*** Text ***

I am replacing my upper ball joints (which are completely shot) but they just won’t press out. I am pretty frustrated and considering now just going for entirely new UCAs since if I pull the current UCAs to bring to a shop I’d need an alignment anyway.
 
If the ball joints are shot then it’s very likely that the bushings are, too. But the easiest way to tell if the bushings are bad is to Jack the truck up and push/pull on the control arm to check for lateral/horizontal slop in the bushings (pry bar might help).
 
145k miles on your truck? I bet they are still ok. What tool are you using the press them out? The a-arms also come out pretty easy if you want to inspect the bushings while getting a better go at the ball joint.

 
145k miles on your truck? I bet they are still ok. What tool are you using the press them out? The a-arms also come out pretty easy if you want to inspect the bushings while getting a better go at the ball joint.

*** Provided data ***

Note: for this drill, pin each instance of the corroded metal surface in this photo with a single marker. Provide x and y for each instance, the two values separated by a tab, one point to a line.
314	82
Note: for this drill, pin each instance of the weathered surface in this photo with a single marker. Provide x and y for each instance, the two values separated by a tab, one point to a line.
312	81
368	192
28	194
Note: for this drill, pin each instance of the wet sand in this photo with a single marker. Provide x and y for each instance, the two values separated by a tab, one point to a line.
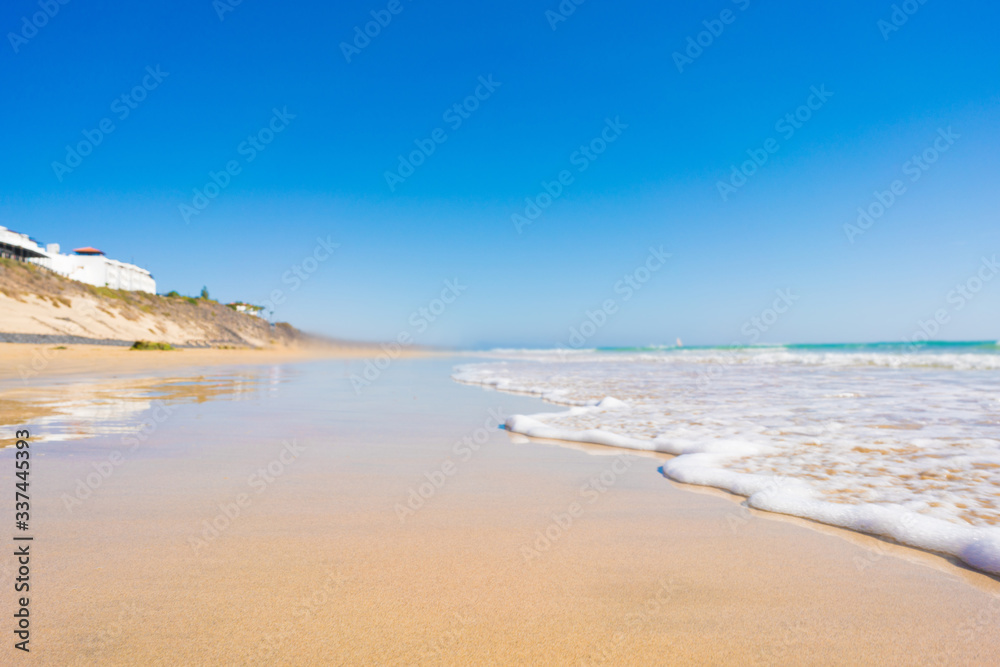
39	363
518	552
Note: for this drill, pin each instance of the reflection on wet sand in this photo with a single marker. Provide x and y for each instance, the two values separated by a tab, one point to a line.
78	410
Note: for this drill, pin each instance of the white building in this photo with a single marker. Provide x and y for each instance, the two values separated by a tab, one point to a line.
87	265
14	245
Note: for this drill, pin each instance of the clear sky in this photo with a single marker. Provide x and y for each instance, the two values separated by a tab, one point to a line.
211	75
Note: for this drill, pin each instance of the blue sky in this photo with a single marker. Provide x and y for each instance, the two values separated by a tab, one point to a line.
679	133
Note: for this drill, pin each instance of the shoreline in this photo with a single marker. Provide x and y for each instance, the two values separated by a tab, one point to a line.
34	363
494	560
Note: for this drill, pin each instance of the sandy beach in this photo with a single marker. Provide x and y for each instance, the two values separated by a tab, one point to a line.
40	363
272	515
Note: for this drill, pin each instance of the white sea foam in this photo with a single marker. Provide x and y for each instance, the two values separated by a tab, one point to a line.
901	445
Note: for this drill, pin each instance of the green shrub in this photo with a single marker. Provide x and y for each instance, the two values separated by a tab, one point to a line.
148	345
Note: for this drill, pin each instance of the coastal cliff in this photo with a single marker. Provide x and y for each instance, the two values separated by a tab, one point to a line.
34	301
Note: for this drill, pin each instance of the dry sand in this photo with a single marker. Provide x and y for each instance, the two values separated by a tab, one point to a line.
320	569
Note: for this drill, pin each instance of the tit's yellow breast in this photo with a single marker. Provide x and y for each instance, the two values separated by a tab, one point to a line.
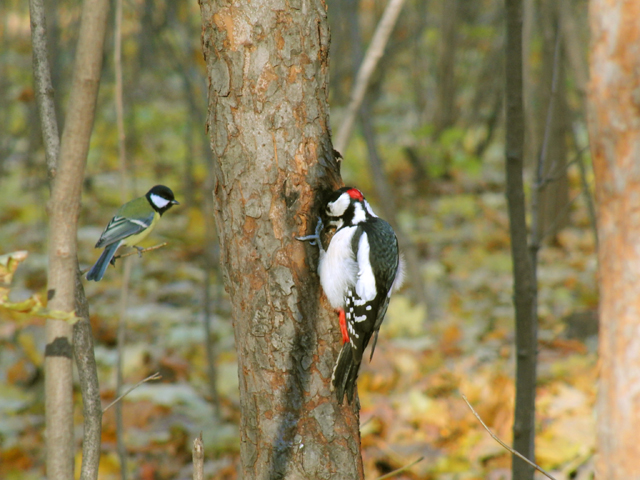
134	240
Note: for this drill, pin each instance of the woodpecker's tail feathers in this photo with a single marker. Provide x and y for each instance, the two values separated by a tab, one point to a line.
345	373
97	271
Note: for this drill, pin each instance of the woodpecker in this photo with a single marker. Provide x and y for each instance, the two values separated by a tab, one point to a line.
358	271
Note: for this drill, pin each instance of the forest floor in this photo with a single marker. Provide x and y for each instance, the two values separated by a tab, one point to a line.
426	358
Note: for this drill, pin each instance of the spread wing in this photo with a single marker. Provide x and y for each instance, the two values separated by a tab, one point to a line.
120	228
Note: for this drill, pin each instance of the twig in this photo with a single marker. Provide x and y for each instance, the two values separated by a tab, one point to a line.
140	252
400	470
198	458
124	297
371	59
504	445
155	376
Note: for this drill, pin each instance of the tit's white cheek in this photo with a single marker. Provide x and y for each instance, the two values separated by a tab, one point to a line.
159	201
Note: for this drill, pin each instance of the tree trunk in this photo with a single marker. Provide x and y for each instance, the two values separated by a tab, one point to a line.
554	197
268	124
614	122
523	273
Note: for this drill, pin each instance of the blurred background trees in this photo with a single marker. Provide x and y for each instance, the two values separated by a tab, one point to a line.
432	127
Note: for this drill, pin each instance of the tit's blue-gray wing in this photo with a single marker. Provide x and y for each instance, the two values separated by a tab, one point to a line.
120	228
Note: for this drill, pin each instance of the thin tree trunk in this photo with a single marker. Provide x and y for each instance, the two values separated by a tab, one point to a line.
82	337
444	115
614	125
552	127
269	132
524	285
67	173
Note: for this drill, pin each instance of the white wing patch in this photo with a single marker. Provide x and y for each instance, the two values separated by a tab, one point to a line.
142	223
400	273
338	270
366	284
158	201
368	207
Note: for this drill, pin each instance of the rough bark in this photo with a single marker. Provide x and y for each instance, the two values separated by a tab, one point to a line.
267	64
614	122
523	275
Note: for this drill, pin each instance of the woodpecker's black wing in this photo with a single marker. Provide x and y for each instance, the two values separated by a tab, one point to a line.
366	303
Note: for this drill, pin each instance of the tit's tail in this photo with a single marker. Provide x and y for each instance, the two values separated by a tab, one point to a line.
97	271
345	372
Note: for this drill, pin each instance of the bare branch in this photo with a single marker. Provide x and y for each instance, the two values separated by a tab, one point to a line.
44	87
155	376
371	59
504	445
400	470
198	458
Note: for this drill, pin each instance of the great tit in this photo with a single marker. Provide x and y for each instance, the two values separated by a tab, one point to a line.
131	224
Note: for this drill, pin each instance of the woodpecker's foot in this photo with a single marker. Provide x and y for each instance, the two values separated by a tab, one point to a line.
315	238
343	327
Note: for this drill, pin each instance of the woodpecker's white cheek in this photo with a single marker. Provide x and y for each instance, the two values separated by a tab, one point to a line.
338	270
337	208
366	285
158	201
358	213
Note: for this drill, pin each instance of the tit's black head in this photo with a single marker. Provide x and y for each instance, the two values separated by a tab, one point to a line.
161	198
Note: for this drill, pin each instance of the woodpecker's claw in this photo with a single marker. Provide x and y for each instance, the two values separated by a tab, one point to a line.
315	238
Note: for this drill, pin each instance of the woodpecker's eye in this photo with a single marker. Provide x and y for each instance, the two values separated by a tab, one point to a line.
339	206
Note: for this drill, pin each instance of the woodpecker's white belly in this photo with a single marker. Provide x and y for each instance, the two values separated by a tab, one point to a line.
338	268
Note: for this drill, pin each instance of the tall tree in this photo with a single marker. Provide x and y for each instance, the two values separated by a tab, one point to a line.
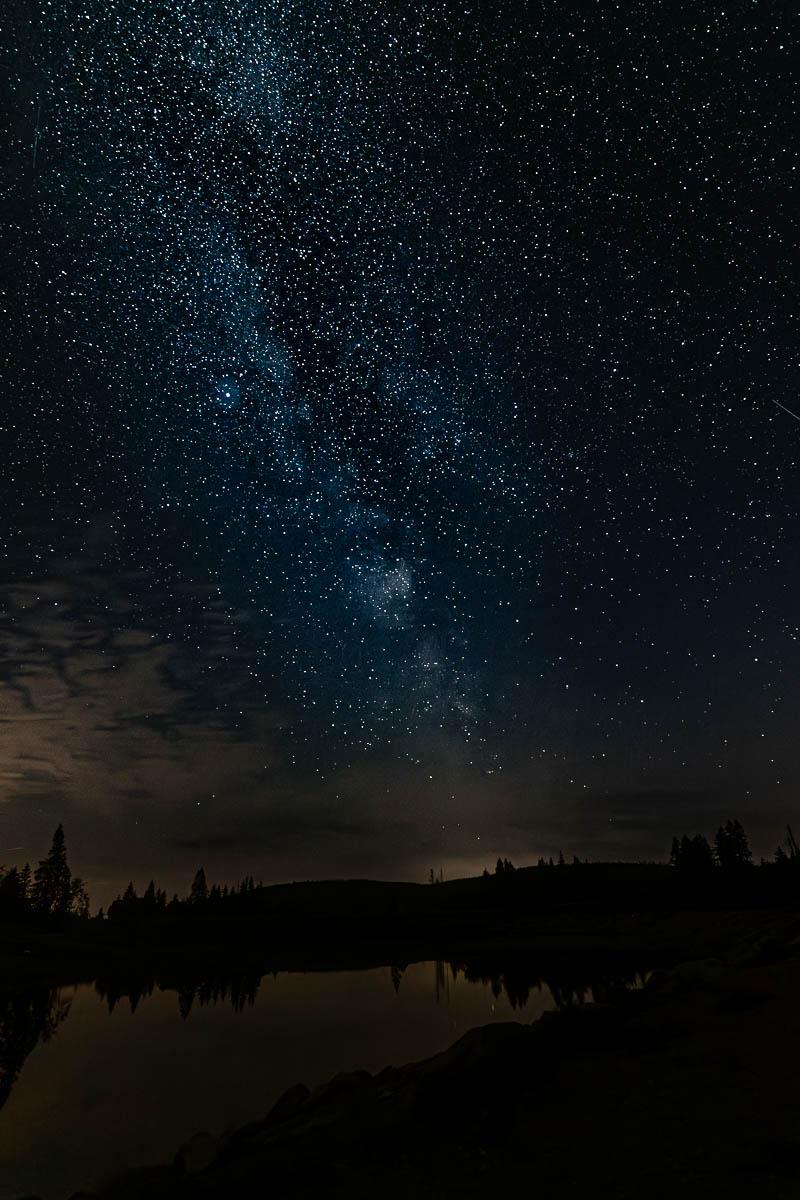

***
*** Provided data ***

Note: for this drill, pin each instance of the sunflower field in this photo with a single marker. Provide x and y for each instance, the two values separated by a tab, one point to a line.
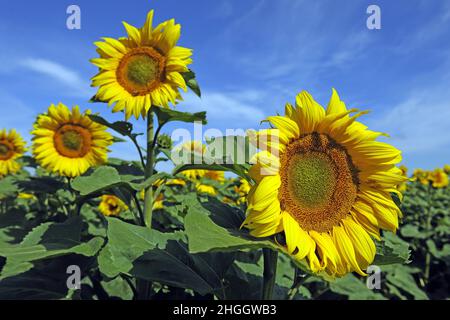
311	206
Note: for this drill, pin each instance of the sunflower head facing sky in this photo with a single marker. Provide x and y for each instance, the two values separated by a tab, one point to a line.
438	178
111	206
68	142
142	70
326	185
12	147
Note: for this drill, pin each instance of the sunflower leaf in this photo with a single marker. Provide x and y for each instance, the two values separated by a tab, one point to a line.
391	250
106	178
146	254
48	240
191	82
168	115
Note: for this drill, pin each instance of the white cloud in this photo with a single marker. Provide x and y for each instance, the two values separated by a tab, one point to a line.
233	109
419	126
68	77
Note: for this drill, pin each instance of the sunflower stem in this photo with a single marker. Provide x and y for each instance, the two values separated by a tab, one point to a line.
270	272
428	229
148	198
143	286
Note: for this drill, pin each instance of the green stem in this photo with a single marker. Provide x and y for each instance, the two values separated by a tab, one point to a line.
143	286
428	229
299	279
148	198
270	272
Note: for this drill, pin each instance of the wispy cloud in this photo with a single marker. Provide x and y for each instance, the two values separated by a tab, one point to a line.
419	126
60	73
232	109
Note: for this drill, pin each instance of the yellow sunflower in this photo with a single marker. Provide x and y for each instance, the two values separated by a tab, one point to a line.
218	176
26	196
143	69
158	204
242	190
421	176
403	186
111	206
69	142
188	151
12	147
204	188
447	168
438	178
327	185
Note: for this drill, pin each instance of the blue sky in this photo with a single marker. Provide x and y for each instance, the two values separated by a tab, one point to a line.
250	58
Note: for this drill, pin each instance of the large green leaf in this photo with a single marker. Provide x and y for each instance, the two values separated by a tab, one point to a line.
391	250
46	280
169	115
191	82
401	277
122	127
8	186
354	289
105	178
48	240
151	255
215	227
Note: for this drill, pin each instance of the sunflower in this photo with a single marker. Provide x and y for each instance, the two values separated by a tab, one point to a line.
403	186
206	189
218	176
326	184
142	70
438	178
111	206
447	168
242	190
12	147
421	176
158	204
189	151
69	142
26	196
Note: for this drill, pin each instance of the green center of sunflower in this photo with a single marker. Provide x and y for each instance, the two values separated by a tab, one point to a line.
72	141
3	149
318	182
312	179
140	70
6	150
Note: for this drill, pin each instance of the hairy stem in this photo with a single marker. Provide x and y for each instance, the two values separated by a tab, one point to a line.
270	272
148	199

***

> Objective
Continue the text on replacing upper ball joints from the point where it stops.

> Written reply
I am using the same tool as in the video, rented from Advance Auto Parts. Been soaking the UBJ in PB Blaster for two days and can’t get it to budge, even when cranking absoultely as hard as I can with my 25” breaker bar. I’m going to buy a torch and a pipe to slip over my breaker bar as a last resort before removing the arms to bring in to a shop with a bigger press.

I think I’ll just replace the UBJs for now, as I only get minor front-back movement with the UCA bushings and only when using a big pry bar.
 
Do you have any means to apply some heat?
Going to buy a torch head and big pipe later today. I have 3 torches back home but unfortunately I am 1000 miles away.
 
Do you have any means to apply some heat?

Torch worked like magic — didn’t even need a bigger breaker bar!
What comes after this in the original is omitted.